Your goal:
Please copy out each line of the listing that contains the word "outline".

====== Data for analysis ======

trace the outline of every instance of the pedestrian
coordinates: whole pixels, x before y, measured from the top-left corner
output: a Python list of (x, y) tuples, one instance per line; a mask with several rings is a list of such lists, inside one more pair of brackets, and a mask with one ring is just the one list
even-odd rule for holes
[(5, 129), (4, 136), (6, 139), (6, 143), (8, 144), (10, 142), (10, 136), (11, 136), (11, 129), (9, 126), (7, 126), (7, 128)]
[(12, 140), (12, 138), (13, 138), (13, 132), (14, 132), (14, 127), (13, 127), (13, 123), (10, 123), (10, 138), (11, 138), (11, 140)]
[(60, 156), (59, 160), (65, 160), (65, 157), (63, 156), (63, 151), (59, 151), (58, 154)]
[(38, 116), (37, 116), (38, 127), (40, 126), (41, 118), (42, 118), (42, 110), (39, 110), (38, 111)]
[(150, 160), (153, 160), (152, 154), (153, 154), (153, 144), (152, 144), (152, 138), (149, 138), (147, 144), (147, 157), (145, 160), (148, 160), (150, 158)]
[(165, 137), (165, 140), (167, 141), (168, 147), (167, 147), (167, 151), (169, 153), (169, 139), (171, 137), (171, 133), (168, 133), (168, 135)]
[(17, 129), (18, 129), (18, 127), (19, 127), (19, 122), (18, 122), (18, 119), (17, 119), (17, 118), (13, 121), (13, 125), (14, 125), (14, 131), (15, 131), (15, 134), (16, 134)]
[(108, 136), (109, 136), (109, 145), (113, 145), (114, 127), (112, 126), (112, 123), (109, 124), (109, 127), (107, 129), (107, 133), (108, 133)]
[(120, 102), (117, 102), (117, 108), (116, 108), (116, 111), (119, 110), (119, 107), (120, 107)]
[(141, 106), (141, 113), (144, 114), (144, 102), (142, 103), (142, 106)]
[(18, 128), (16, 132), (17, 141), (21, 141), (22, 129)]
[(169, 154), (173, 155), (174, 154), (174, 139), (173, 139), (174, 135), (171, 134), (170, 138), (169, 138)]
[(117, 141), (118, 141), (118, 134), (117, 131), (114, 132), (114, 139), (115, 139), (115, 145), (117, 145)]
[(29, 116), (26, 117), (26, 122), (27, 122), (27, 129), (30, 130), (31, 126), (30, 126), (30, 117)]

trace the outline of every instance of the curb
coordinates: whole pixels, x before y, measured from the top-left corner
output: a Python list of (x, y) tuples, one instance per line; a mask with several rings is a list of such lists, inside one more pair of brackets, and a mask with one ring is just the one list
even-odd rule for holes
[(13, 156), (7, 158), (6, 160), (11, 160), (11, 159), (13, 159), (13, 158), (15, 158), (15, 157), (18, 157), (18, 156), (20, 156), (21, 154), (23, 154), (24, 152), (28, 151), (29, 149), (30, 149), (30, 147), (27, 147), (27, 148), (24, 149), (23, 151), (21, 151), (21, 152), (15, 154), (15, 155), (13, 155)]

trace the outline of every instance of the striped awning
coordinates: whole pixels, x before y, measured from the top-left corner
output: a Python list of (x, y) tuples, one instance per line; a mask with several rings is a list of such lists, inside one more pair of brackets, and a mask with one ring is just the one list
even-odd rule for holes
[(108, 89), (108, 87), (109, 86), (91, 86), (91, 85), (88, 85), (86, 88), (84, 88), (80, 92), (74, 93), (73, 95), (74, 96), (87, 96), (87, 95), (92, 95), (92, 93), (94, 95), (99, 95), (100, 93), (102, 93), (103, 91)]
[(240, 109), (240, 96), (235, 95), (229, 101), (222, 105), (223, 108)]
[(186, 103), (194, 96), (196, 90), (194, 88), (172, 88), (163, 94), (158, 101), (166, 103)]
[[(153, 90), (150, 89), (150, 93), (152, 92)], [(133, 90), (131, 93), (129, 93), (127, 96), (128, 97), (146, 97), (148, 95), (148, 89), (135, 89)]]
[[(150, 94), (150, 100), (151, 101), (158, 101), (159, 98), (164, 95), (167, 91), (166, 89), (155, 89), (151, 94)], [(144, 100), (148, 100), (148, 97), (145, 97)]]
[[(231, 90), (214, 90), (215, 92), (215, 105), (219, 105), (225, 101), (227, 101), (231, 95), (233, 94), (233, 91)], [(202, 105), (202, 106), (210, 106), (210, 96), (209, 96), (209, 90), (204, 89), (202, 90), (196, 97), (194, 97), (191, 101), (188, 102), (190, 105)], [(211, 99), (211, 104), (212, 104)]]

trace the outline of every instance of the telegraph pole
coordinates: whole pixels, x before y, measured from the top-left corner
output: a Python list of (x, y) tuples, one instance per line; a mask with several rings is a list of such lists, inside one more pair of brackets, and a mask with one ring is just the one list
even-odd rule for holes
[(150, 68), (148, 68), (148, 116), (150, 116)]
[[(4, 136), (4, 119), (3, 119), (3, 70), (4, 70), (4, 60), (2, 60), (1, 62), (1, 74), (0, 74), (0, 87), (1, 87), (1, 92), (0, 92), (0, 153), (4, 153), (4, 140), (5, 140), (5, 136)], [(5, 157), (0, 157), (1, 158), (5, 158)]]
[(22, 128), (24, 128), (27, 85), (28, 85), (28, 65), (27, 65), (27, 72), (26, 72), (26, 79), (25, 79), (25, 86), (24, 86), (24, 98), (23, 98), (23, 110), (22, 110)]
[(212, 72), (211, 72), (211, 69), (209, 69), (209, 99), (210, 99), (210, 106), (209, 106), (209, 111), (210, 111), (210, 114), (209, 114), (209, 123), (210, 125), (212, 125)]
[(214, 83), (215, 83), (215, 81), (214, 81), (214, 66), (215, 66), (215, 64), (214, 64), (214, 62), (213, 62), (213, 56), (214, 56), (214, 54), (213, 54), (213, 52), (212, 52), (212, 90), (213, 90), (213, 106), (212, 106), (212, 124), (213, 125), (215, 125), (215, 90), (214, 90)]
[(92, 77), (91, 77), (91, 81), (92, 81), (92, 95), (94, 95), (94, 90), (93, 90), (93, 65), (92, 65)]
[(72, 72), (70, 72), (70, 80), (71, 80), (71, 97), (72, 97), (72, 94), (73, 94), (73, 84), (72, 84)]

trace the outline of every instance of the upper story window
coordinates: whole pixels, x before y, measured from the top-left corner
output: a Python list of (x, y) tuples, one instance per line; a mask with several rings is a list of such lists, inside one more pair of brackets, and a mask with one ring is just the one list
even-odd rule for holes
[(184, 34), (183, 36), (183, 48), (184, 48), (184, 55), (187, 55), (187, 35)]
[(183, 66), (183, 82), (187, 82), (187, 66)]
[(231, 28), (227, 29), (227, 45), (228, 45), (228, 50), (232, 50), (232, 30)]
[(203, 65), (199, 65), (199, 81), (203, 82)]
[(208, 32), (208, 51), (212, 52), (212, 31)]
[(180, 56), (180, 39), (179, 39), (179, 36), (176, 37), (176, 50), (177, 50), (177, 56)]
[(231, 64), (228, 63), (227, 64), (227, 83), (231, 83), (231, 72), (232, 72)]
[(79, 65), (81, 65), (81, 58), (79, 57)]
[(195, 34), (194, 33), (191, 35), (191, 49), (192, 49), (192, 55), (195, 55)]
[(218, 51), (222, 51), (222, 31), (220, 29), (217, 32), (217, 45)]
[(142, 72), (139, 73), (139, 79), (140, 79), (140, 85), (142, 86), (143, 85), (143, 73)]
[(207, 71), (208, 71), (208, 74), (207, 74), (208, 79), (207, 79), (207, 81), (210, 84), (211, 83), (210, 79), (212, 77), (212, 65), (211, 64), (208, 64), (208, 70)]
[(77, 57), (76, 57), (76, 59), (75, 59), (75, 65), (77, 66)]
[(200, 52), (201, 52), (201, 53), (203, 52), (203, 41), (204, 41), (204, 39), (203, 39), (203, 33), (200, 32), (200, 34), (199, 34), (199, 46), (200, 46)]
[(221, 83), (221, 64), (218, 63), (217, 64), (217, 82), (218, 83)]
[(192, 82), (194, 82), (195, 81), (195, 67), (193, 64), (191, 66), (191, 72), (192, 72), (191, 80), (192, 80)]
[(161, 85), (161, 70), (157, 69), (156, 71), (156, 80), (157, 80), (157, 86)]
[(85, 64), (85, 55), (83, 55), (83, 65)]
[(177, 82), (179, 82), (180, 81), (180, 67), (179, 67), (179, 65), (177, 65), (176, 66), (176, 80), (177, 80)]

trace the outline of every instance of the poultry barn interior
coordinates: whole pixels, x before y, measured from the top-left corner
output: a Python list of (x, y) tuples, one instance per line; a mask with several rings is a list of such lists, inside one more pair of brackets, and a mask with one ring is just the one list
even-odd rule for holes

======

Solution:
trace the outline of every instance of the pedestrian
trace the outline of every instance of the curb
trace the outline of every instance of the striped awning
trace the outline of every instance of the telegraph pole
trace the outline of every instance of the upper story window
trace the outline of every instance of the poultry barn interior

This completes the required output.